WRITTEN TASKS:
a) Decide whether each statement agrees with the Castle Howard article: (i) about 250,000 people visit Castle Howard every year; (ii) Nick Howard belongs to the ninth generation of his family to grow up there; (iii) the house stands in 9,000ha of Yorkshire countryside. For each, answer yes or no and quote the words from the article that settle it.
b) Pick up the article on Castle Howard after its final sentence and write what comes next.

PASSAGE:
--- BEGIN ---

We have a project in its infancy to evaluate the wild release of beavers onto the estate – they’re wonderful ecosystem engineers
“We are living in the shop, not just above the shop,” says Nick Howard. “Every moment of the day, there’s something going on that we have to pay attention to, decisions that have to be made. That doesn’t stop – it’s seven days a week, 24 hours a day.”
As shops you could live above go, it would be hard to do better than Castle Howard, a Baroque masterpiece set in 9,000ha of Yorkshire countryside. You may have visited yourself, which around 250,000 people a year do, or seen it on screen, perhaps as the palatial home in Brideshead Revisited (both the 1981 TV series and the 2008 movie).
“It’s an enormous pleasure when you see visitors here for the first time who react to coming around a corner and being confronted with this extraordinary view, or an extraordinary room like the Great Hall,” says Nick. “I don’t think I’ll ever cease to get pleasure out of seeing people reacting like that.” He and his brothers grew up in Castle Howard, the 10th generation of the family to do so, and he became a photographer. For the past few years, he has been living here again with his wife, Victoria Howard (née Barnsley, a former CEO of HarperCollins). They have set out to forge a bold, sustainably minded vision for how a historic estate of this grand scale can be responsibly managed and developed.
“Architecturally, it’s probably the finest example of the Baroque in the UK, by Vanbrugh and Hawksmoor,” says Victoria. “But I think what makes it unique is the relationship between this extraordinary architecture and the rest of the landscape, giving this sense of place. Our tagline for our marketing is ‘A place like no other’.”
Restore, regenerate, revive
Together, Nick and Victoria are running, restoring and updating the estate of Castle Howard, which includes villages, woodland and farmland, as well as the visitor attraction of the main house (treasures inside include paintings by Rubens and Reynolds). They have what they call “an ambitious but necessary masterplan” to evolve the way the varied estate is managed, and respond to “the climate and biodiversity emergencies and a lack of rural housing and services”.
Their ambitions go well beyond restoring and preserving the unique architectural features of Castle Howard, though that in itself could be a lifetime’s endeavour. The “purposeful development” plan will seek to “restore, regenerate and revive”. That includes fostering the conditions for richer biodiversity of the grounds; supporting sustainable farming practices; and creating better infrastructure for local communities of villages here, including building quality new housing.
You need a certain degree of scale to do anything significant in terms of nature and biodiversity
The estate’s mixed-use landscapes are all set in an Area of Outstanding Natural Beauty. “Whatever the land is being used for, we want to leave a legacy of improvement,” says Victoria. “Whether you’re farming or rewilding, it all comes back to that idea that you improve the soil and water. We have a project in its infancy to evaluate the wild release of beavers onto the estate – they’re wonderful ecosystem engineers. Where we continue to farm, we will farm in a sustainable way. You need a certain degree of scale to do anything significant in terms of nature and biodiversity. I think we’ve just about got enough scale to make a significant contribution, and that’s very exciting.”

--- END ---

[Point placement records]
--- BEGIN ---

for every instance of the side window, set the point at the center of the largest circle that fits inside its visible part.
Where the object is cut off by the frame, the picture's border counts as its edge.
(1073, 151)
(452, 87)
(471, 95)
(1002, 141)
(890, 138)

--- END ---

ANSWERS FOR THE EXERCISE:
a)
(i) Yes: "You may have visited yourself, which around 250,000 people a year do"
(ii) No: "the 10th generation of the family to do so"
(iii) Yes: "set in 9,000ha of Yorkshire countryside"

b)
Country estate as ecosystem
The Howards are not the only custodians of a historic property who are focused on sustainability. Isabella Tree’s bestselling 2018 book Wilding put a spotlight on the transformation of the Knepp Estate in Sussex, while at Blenheim Palace, Oxfordshire – also a legacy of Vanbrugh and Hawksmoor – visitors will find previously manicured grounds turned over to wildflowers and pollinators.
One of the reasons the Howards’ vision can be on a sweeping scale is that they have an uncommonly high level of creative control. “There has been a tendency on estates to see the visitor attraction of the house as one thing, and then to see the rest of the estate – farming, forestry, whatever – as separate. And on a lot of estates they have different ownership structures or are run by different boards,” says Victoria. “Whereas what we are trying to do is see the estate holistically, as totally interrelated.”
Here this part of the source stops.